- **WRITTEN REQUEST**: Copy the data below line for line, changing nothing. Leave the pictures out of your copy.

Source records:
==*==
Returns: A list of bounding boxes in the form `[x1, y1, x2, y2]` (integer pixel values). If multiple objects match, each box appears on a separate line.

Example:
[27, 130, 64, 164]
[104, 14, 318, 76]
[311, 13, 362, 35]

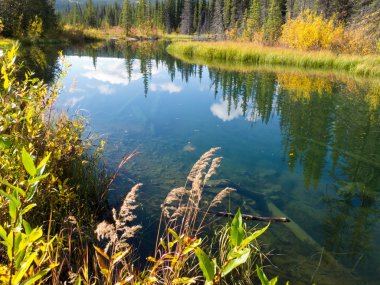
==*==
- **OUTPUT OF THE TASK**:
Returns: A list of bounding boxes in the form `[x1, y1, x2, y2]` (integer pixel values). If multiple objects match, each box appears on a separate line.

Example:
[27, 130, 64, 164]
[104, 14, 318, 76]
[311, 13, 362, 35]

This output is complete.